* WORKING DATA:

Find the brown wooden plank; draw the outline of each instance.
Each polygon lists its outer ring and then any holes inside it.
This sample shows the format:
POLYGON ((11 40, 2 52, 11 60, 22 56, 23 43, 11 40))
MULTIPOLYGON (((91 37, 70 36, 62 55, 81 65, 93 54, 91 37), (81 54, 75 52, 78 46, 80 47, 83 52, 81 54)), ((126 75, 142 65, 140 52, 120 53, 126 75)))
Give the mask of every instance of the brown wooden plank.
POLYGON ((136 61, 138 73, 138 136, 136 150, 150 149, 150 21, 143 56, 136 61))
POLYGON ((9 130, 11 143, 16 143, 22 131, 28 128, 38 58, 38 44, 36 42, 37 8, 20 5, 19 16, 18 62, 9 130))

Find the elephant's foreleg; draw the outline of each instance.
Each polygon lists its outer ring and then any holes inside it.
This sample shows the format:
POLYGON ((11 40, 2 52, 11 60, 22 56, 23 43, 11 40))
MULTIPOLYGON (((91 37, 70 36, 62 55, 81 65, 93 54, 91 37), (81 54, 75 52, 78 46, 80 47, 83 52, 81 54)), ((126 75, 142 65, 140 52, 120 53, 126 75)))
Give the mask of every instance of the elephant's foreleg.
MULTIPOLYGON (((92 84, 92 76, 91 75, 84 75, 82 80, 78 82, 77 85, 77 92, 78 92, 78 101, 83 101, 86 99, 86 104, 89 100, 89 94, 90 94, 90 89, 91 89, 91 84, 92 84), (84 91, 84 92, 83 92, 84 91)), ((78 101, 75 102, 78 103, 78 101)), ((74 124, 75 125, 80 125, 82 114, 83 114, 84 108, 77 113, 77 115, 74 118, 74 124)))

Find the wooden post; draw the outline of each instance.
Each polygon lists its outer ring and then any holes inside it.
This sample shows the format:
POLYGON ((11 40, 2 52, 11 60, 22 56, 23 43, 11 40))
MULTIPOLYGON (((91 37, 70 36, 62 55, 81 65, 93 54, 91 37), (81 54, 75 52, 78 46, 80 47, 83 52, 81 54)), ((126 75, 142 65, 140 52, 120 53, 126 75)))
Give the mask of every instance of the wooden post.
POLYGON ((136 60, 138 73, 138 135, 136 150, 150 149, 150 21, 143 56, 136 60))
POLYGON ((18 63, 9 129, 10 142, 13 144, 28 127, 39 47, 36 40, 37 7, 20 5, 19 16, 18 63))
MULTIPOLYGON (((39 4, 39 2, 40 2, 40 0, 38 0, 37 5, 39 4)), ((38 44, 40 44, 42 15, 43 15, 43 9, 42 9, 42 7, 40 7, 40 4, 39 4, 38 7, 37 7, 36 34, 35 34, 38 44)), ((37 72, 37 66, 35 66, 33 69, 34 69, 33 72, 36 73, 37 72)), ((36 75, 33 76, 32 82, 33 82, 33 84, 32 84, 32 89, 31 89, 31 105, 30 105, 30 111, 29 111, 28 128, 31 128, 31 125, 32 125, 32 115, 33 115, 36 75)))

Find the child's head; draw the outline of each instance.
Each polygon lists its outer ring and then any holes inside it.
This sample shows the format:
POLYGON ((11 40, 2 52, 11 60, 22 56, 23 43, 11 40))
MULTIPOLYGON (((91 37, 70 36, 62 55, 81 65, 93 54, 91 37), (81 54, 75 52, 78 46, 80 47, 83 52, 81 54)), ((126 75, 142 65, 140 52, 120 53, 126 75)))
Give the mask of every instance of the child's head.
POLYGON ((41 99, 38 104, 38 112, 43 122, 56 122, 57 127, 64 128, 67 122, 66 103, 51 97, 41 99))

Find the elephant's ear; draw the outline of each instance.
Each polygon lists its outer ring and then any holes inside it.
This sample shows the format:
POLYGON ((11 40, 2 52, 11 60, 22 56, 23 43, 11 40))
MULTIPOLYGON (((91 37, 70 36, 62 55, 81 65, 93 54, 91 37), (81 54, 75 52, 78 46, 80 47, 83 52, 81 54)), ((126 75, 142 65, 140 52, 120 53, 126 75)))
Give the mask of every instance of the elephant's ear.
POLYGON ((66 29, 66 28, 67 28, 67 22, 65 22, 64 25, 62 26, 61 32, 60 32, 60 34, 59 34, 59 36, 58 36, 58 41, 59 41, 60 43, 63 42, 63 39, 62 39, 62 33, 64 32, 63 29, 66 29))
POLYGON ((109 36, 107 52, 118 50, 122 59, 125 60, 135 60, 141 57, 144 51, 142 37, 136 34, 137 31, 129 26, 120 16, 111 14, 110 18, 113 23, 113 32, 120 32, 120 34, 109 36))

==

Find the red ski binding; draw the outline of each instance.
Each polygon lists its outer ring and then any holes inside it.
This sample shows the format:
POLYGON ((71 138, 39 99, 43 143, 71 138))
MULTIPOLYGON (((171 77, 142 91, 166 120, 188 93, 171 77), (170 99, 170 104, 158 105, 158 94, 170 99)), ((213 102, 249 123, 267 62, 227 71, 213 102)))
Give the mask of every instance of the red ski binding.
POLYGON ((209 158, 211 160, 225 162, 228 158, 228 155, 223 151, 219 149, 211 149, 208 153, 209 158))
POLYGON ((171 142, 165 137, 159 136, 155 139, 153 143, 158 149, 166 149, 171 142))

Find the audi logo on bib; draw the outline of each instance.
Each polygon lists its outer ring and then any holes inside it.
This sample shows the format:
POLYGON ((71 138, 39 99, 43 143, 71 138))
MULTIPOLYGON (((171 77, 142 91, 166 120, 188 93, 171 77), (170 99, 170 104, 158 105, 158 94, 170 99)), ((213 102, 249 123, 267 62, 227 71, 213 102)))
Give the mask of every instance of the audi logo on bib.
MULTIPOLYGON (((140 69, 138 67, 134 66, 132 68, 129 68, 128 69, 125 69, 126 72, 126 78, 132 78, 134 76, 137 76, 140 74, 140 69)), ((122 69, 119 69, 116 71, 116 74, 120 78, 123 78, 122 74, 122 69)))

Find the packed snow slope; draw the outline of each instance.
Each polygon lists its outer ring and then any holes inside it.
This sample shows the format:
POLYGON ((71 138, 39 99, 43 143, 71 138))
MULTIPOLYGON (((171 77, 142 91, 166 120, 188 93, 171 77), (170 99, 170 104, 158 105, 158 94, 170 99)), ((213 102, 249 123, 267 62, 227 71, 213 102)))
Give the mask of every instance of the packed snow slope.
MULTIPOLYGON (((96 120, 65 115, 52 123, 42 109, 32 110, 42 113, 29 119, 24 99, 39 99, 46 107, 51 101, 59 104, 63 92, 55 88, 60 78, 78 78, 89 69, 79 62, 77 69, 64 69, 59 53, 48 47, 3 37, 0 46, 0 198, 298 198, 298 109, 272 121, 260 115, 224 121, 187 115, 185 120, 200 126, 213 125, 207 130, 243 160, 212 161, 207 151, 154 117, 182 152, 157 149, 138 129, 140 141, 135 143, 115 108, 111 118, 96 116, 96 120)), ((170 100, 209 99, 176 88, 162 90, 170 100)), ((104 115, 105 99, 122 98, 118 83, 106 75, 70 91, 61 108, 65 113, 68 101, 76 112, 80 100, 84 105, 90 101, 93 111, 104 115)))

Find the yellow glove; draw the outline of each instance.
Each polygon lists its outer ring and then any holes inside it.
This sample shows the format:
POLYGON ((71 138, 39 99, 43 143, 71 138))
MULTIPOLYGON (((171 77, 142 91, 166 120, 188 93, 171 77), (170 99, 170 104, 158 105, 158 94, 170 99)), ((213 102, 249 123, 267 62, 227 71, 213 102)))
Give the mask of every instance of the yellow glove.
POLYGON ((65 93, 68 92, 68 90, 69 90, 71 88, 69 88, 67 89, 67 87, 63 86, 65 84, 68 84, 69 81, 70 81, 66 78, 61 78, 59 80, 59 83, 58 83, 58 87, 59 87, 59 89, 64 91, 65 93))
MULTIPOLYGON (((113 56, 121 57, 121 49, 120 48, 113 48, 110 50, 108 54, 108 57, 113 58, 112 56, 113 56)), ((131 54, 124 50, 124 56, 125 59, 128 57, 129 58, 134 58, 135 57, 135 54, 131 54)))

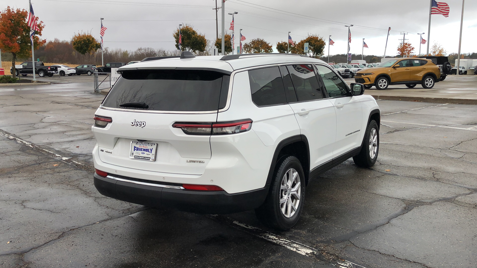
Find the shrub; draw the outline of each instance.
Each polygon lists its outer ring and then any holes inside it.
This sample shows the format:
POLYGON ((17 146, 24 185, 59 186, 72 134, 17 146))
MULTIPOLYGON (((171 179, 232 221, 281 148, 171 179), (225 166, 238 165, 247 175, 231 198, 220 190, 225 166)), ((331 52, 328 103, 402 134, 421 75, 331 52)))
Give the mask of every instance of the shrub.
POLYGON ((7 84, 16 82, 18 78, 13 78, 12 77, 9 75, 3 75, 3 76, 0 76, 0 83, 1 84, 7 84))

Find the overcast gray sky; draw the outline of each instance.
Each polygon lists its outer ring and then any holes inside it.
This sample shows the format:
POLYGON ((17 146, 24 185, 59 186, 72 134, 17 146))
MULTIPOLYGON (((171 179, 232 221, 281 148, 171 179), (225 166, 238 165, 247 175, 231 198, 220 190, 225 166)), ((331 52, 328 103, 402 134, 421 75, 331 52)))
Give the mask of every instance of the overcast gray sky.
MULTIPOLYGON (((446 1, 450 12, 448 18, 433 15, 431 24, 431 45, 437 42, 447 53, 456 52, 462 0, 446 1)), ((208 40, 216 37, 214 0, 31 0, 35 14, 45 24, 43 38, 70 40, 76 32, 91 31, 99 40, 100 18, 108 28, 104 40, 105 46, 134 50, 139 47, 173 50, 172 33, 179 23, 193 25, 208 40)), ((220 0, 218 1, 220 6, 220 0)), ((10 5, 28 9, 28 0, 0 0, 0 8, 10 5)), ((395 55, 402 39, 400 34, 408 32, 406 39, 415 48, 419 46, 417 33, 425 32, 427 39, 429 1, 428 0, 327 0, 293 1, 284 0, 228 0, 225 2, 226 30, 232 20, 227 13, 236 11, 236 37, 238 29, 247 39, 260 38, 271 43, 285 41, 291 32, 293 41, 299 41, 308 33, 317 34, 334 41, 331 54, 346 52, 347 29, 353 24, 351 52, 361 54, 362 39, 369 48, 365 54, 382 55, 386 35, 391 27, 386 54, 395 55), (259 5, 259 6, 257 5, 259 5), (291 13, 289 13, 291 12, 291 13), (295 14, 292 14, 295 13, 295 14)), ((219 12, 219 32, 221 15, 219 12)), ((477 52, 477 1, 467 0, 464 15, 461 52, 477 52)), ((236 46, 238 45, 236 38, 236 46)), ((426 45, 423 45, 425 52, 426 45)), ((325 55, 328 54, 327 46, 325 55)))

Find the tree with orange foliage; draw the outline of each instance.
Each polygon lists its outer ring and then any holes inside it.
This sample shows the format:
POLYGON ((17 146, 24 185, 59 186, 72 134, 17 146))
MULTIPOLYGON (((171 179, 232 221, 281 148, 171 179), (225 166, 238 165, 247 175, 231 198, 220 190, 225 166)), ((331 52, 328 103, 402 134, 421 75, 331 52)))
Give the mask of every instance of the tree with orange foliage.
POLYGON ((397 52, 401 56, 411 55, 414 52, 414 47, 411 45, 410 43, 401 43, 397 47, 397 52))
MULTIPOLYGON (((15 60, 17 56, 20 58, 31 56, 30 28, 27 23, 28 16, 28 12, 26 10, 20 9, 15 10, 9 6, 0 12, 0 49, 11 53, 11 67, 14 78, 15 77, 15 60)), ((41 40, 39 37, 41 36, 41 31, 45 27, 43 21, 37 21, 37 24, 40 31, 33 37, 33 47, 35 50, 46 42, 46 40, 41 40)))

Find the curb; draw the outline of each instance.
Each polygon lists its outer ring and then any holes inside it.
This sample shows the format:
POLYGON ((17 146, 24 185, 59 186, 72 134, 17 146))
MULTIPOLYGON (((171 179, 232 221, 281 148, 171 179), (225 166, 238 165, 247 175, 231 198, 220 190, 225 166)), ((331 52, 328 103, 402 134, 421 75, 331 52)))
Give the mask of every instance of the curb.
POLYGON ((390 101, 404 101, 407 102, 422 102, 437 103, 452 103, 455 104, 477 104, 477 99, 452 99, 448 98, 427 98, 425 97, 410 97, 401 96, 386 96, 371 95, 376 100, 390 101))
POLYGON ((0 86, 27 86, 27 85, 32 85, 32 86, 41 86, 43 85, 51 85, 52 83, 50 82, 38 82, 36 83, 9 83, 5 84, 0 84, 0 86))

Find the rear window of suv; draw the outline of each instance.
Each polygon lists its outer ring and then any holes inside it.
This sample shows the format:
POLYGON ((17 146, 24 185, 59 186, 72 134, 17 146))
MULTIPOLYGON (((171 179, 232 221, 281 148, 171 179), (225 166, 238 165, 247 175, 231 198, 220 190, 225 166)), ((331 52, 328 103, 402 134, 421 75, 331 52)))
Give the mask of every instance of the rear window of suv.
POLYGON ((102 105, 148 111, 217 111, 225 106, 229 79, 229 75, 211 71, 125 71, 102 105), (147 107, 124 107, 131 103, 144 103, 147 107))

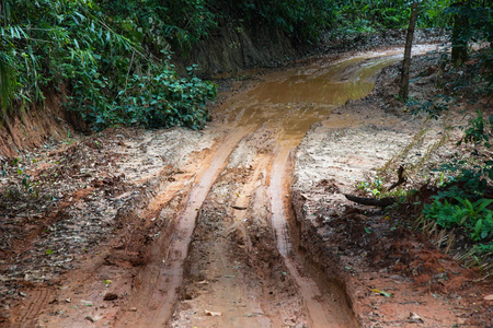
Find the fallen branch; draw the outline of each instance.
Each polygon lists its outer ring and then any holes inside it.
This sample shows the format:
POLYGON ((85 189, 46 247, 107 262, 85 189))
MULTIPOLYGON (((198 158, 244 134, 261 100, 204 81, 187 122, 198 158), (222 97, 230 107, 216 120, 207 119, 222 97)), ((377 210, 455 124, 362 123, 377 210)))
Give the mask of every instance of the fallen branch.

* TASK REQUIREMENTS:
Please rewrite the data between the lines holding "Find the elephant's ear;" and "POLYGON ((66 29, 66", inclusive, replacing "elephant's ear" with "elephant's trunk" and changing nothing else.

* SOLVED PROBLEM:
Find the elephant's trunk; draw the outline of each instance.
Each polygon lists its outer ring and then any holes inside it.
This sample shows the format:
POLYGON ((11 40, 2 52, 11 60, 22 56, 23 43, 11 40))
MULTIPOLYGON (((91 37, 70 36, 62 55, 81 65, 93 54, 91 37), (81 54, 75 52, 78 46, 80 47, 83 52, 81 54)), ((126 75, 142 65, 140 52, 120 53, 126 75)))
Give the mask of every instance of the elephant's trunk.
POLYGON ((66 29, 66 28, 67 28, 67 22, 65 22, 64 25, 62 26, 61 32, 60 32, 60 34, 59 34, 59 36, 58 36, 58 41, 59 41, 60 43, 63 42, 63 39, 62 39, 62 33, 64 32, 63 29, 66 29))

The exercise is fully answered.